WORK INSTRUCTIONS >>
1. From the SQL tagging text, reproduce the passage from "You can fix" to "set (0.00 sec)".
2. In the SQL tagging text, what must the value in HAVING COUNT match?
3. Translate this sentence from the SQL tagging text into Spanish: "GROUP BY causes all items with the same id (or whatever column you specify) to be grouped together into a single row, effectively removing duplicates."

Select items with one or more tags. Note that this will return items that have the tags cheap OR pet:

SELECT item.id, item.item, tag.tag
FROM item
JOIN item_tag ON item_tag.item_id = item.id
JOIN tag ON item_tag.tag_id = tag.id
WHERE tag IN ('cheap', 'pet');

+----+----------+-------+
| id | item     | tag   |
+----+----------+-------+
|  1 | spaniel  | pet   |
|  1 | spaniel  | cheap |
|  2 | tabby    | pet   |
|  4 | goldfish | pet   |
|  4 | goldfish | cheap |
+----+----------+-------+

The above query produces an answer that you might not want, as highlighted by the following query. In this case, there are no items with the house tag, but this query still returns some rows:

SELECT item.id, item.item, tag.tag
FROM item
JOIN item_tag ON item_tag.item_id = item.id
JOIN tag ON item_tag.tag_id = tag.id
WHERE tag IN ('cheap', 'house');

+----+----------+-------+
| id | item     | tag   |
+----+----------+-------+
|  1 | spaniel  | cheap |
|  4 | goldfish | cheap |
+----+----------+-------+

You can fix that by adding GROUP BY and HAVING:

SELECT item.id, item.item, tag.tag
FROM item
JOIN item_tag ON item_tag.item_id = item.id
JOIN tag ON item_tag.tag_id = tag.id
WHERE tag IN ('cheap', 'house')
GROUP BY item.id HAVING COUNT(*) = 2;

Empty set (0.00 sec)

GROUP BY causes all items with the same id (or whatever column you specify) to be grouped together into a single row, effectively removing duplicates. HAVING COUNT limits the results to those where the count of the matching grouped rows is equal to two. That ensures that only items with two tags are returned - note that this value must match the number of tags specified in the IN clause. Here’s an example that produces something:

SELECT item.id, item.item, tag.tag
FROM item
JOIN item_tag ON item_tag.item_id = item.id
JOIN tag ON item_tag.tag_id = tag.id
WHERE tag IN ('cheap', 'pet')
GROUP BY item.id HAVING COUNT(*) = 2;

+----+----------+-----+
| id | item     | tag |
+----+----------+-----+
|  1 | spaniel  | pet |
|  4 | goldfish | pet |
+----+----------+-----+

Note that in the previous example, the items have been grouped together so that you don’t get duplicates. In this case, there’s no need for the tag column, as that just confuses the results—you already know what tags there are, as you have requested items with those tags. You can therefore simplify things a little by removing the tag column from the query:

SELECT item.id, item.item
FROM item
JOIN item_tag ON item_tag.item_id = item.id
JOIN tag ON item_tag.tag_id = tag.id
WHERE tag IN ('cheap', 'pet')

SUPPLIED MATERIAL >>
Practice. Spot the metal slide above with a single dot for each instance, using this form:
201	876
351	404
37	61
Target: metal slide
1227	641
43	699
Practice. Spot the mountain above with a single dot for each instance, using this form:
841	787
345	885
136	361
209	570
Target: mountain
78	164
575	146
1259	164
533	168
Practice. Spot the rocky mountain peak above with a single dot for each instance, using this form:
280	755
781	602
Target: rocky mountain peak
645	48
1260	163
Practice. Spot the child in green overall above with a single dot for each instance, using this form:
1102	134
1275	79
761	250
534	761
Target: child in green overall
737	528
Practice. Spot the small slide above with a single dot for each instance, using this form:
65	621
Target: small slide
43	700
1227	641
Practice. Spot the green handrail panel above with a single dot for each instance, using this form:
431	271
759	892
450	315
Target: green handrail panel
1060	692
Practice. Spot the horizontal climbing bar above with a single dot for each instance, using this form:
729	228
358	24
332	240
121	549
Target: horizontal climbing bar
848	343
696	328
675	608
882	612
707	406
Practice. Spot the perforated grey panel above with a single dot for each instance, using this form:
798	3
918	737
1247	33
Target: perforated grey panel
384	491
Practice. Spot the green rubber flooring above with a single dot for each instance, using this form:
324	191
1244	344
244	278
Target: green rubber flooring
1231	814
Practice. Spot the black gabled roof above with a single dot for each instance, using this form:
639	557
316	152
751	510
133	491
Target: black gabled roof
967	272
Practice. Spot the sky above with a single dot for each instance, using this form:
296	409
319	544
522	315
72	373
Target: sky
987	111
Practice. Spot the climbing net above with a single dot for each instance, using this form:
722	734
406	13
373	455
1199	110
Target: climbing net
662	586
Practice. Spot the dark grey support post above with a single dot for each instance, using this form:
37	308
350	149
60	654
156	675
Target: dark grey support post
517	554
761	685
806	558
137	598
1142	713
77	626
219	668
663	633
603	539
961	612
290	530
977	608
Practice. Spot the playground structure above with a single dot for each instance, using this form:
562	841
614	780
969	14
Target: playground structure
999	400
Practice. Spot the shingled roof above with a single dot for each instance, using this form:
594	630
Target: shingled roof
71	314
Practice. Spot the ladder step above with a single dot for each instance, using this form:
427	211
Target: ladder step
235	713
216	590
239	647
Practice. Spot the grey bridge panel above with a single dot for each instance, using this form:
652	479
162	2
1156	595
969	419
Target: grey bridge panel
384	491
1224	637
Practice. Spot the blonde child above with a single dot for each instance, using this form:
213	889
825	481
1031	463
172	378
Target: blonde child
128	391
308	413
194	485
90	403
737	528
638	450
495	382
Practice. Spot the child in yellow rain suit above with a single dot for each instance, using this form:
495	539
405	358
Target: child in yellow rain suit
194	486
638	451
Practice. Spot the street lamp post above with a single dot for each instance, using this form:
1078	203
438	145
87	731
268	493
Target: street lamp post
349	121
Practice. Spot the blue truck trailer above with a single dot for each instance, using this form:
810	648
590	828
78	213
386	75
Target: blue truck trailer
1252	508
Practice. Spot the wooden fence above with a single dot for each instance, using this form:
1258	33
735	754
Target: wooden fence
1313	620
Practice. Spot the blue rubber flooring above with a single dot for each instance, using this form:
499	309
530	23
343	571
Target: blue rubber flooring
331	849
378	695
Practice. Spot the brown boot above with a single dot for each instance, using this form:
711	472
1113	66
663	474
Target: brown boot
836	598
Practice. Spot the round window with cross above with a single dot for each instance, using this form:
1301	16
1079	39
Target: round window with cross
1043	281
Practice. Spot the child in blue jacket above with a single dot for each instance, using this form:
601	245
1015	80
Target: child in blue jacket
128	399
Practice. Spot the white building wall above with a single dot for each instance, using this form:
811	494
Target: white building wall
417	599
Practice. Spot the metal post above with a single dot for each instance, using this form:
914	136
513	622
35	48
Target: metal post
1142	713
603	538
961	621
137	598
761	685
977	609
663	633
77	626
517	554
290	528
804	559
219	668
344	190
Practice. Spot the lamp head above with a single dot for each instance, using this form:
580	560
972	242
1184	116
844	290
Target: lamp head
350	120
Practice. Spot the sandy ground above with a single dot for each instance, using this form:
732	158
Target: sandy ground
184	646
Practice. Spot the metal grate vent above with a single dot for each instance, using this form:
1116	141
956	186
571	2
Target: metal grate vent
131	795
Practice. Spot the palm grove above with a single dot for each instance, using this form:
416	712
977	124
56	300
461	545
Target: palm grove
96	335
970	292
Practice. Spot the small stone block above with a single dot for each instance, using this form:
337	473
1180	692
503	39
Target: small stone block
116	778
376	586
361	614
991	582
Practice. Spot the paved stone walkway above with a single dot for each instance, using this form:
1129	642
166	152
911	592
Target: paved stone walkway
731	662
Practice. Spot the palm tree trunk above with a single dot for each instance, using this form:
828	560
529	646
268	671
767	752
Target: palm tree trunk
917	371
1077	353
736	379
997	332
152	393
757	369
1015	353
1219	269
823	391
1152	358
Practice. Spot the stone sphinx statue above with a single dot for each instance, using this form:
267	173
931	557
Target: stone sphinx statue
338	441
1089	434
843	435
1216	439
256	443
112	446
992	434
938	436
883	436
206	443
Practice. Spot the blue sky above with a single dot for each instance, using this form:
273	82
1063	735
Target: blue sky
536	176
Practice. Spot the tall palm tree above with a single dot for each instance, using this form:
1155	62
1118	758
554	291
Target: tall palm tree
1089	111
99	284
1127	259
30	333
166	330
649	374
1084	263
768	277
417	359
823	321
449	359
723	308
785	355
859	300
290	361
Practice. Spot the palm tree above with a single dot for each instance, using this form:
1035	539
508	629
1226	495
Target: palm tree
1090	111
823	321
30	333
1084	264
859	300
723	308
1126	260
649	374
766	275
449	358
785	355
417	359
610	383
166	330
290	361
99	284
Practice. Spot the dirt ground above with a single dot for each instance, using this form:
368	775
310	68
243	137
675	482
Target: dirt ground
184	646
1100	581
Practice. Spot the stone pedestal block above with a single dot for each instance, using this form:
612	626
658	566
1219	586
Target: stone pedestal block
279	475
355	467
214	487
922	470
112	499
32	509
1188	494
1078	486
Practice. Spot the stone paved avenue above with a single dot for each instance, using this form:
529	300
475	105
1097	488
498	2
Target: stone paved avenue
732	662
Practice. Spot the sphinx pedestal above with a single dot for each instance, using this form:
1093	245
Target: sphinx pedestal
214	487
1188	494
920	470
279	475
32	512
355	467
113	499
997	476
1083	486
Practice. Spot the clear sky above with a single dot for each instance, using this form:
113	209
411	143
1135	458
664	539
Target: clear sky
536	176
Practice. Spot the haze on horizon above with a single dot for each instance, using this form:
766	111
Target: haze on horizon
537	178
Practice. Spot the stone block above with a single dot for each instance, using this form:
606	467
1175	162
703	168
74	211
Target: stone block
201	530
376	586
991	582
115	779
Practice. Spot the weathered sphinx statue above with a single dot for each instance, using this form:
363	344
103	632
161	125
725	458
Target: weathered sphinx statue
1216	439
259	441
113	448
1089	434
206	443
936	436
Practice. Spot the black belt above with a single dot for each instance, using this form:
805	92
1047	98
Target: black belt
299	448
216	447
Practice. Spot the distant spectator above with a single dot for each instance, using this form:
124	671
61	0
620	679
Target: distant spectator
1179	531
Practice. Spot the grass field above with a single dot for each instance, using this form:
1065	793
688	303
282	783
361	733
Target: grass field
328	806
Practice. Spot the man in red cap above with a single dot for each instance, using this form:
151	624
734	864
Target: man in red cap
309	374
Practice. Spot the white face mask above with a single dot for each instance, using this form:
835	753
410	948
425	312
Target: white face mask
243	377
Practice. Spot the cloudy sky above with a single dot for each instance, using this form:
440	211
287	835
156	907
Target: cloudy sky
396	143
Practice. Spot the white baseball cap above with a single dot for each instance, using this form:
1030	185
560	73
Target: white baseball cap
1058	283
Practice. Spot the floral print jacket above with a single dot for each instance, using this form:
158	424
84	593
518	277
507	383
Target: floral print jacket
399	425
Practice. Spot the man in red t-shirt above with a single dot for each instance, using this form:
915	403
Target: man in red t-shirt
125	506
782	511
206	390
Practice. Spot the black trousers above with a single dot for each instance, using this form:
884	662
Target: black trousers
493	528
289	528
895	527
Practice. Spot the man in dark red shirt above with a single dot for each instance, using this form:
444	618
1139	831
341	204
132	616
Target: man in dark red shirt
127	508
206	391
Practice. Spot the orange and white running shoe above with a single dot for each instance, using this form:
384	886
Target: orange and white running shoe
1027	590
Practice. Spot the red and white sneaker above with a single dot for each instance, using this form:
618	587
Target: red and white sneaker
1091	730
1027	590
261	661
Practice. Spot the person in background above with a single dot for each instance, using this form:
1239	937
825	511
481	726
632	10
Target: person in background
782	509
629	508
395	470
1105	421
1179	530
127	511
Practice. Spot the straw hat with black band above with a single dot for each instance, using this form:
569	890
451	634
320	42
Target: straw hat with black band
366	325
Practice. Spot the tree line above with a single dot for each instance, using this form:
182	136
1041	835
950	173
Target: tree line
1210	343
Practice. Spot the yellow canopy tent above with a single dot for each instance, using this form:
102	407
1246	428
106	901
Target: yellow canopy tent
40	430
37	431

ANSWERS PER TASK >>
1.
You can fix that by adding GROUP BY and HAVING:

SELECT item.id, item.item, tag.tag
FROM item
JOIN item_tag ON item_tag.item_id = item.id
JOIN tag ON item_tag.tag_id = tag.id
WHERE tag IN ('cheap', 'house')
GROUP BY item.id HAVING COUNT(*) = 2;

Empty set (0.00 sec)

2. It must match the number of tags specified in the IN clause.

3. GROUP BY hace que todos los elementos con el mismo id (o cualquier columna que especifique) se agrupen en una sola fila, lo que en la práctica elimina los duplicados.